→ **WHAT TO PRODUCE**
Reproduce every record below word for word and include no pictures.

→ **DATASET RECORDS**
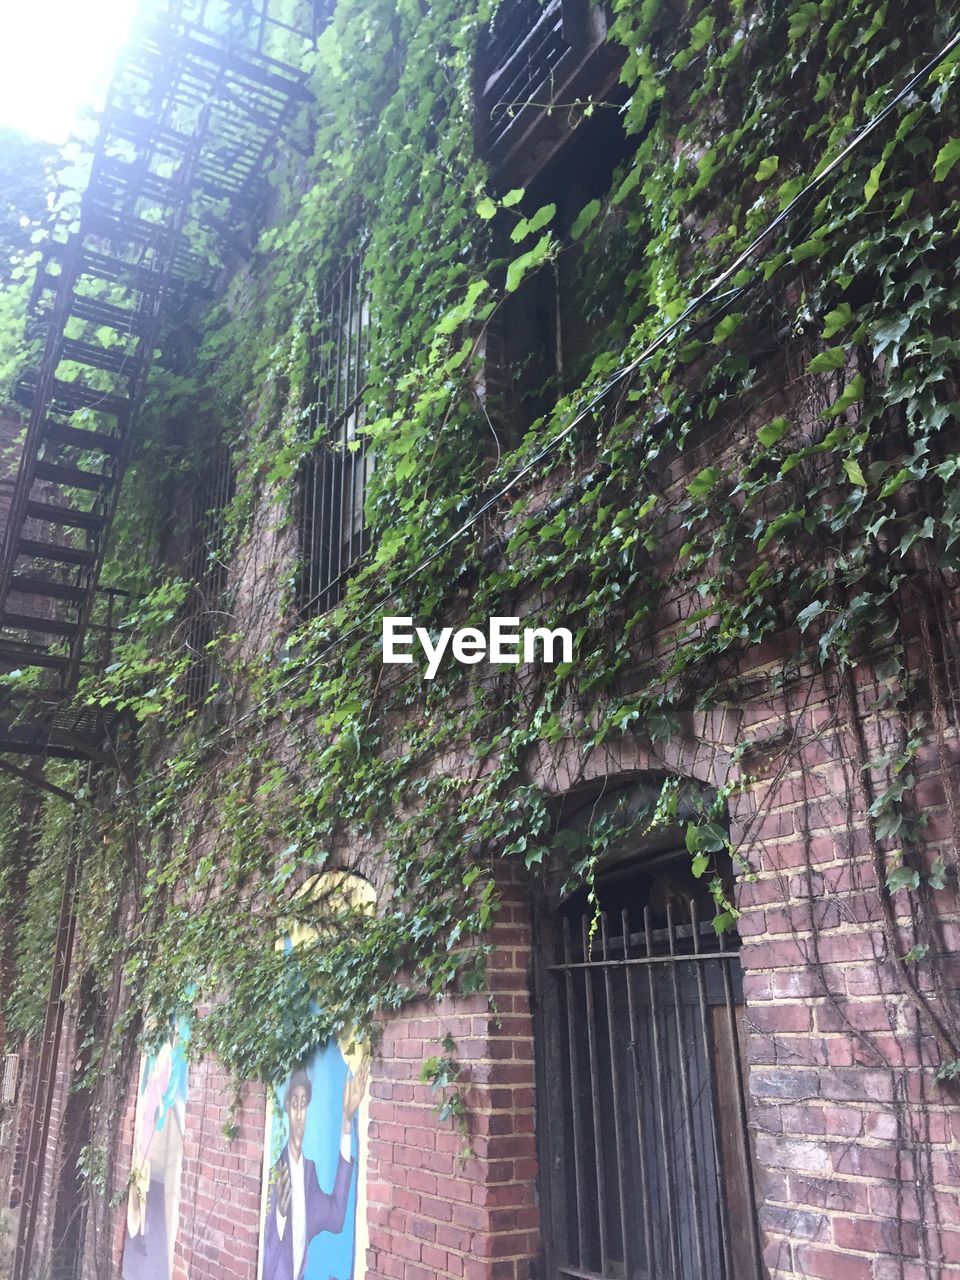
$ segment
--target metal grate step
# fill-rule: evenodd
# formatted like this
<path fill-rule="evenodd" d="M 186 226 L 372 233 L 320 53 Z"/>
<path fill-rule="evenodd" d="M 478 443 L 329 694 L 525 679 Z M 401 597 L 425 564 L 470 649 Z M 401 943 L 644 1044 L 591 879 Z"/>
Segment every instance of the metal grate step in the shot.
<path fill-rule="evenodd" d="M 112 476 L 101 475 L 96 471 L 81 471 L 79 467 L 66 467 L 44 459 L 37 463 L 34 476 L 37 480 L 49 480 L 52 484 L 62 484 L 70 489 L 102 489 L 113 484 Z"/>
<path fill-rule="evenodd" d="M 100 511 L 78 511 L 76 507 L 58 507 L 52 502 L 28 502 L 27 515 L 48 524 L 59 524 L 70 529 L 88 529 L 99 533 L 105 516 Z"/>
<path fill-rule="evenodd" d="M 18 648 L 0 640 L 0 663 L 14 667 L 44 667 L 48 671 L 66 671 L 70 658 L 63 653 L 50 653 L 46 649 Z"/>
<path fill-rule="evenodd" d="M 56 560 L 62 564 L 78 564 L 84 568 L 93 564 L 95 554 L 85 547 L 64 547 L 56 542 L 38 542 L 35 538 L 21 538 L 17 554 L 33 556 L 36 560 Z"/>
<path fill-rule="evenodd" d="M 65 618 L 41 618 L 32 613 L 11 613 L 9 609 L 0 613 L 0 623 L 14 631 L 46 631 L 52 636 L 73 636 L 77 632 L 77 624 Z"/>
<path fill-rule="evenodd" d="M 10 590 L 22 596 L 68 600 L 71 604 L 82 604 L 87 594 L 85 587 L 75 587 L 69 582 L 54 582 L 50 578 L 37 578 L 28 573 L 15 573 L 10 579 Z"/>
<path fill-rule="evenodd" d="M 49 422 L 43 429 L 43 438 L 50 444 L 84 449 L 88 453 L 105 453 L 109 457 L 116 457 L 123 447 L 123 442 L 117 436 L 105 436 L 100 431 L 84 431 L 82 427 L 61 427 Z"/>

→ **WRITTEN SOLUTION**
$ segment
--target metal grate step
# fill-rule: evenodd
# formatted like this
<path fill-rule="evenodd" d="M 186 226 L 372 233 L 320 53 Z"/>
<path fill-rule="evenodd" d="M 478 443 L 329 694 L 525 679 Z M 401 597 L 425 564 L 470 649 Z M 401 943 L 644 1044 L 591 879 Z"/>
Segment every instance of the metal grate step in the shot.
<path fill-rule="evenodd" d="M 112 476 L 101 475 L 96 471 L 81 471 L 79 467 L 66 467 L 44 459 L 37 463 L 34 476 L 37 480 L 49 480 L 52 484 L 62 484 L 70 489 L 102 489 L 113 484 Z"/>
<path fill-rule="evenodd" d="M 100 511 L 78 511 L 76 507 L 58 507 L 52 502 L 28 502 L 27 515 L 48 524 L 59 524 L 70 529 L 88 529 L 99 533 L 105 516 Z"/>
<path fill-rule="evenodd" d="M 18 648 L 0 640 L 0 663 L 14 667 L 44 667 L 48 671 L 66 671 L 70 658 L 63 653 L 50 653 L 46 649 Z"/>
<path fill-rule="evenodd" d="M 56 560 L 62 564 L 78 564 L 84 568 L 93 564 L 95 554 L 85 547 L 64 547 L 56 542 L 38 542 L 35 538 L 21 538 L 17 554 L 33 556 L 36 560 Z"/>
<path fill-rule="evenodd" d="M 65 618 L 41 618 L 32 613 L 11 613 L 9 609 L 0 613 L 0 623 L 14 631 L 46 631 L 52 636 L 73 636 L 77 632 L 77 624 Z"/>
<path fill-rule="evenodd" d="M 10 590 L 22 596 L 68 600 L 71 604 L 82 604 L 87 594 L 85 587 L 75 587 L 69 582 L 54 582 L 50 578 L 37 578 L 28 573 L 15 573 L 10 579 Z"/>
<path fill-rule="evenodd" d="M 49 422 L 43 429 L 43 438 L 50 444 L 84 449 L 88 453 L 105 453 L 109 457 L 116 457 L 123 447 L 123 442 L 117 436 L 105 436 L 100 431 L 84 431 L 82 427 L 61 427 Z"/>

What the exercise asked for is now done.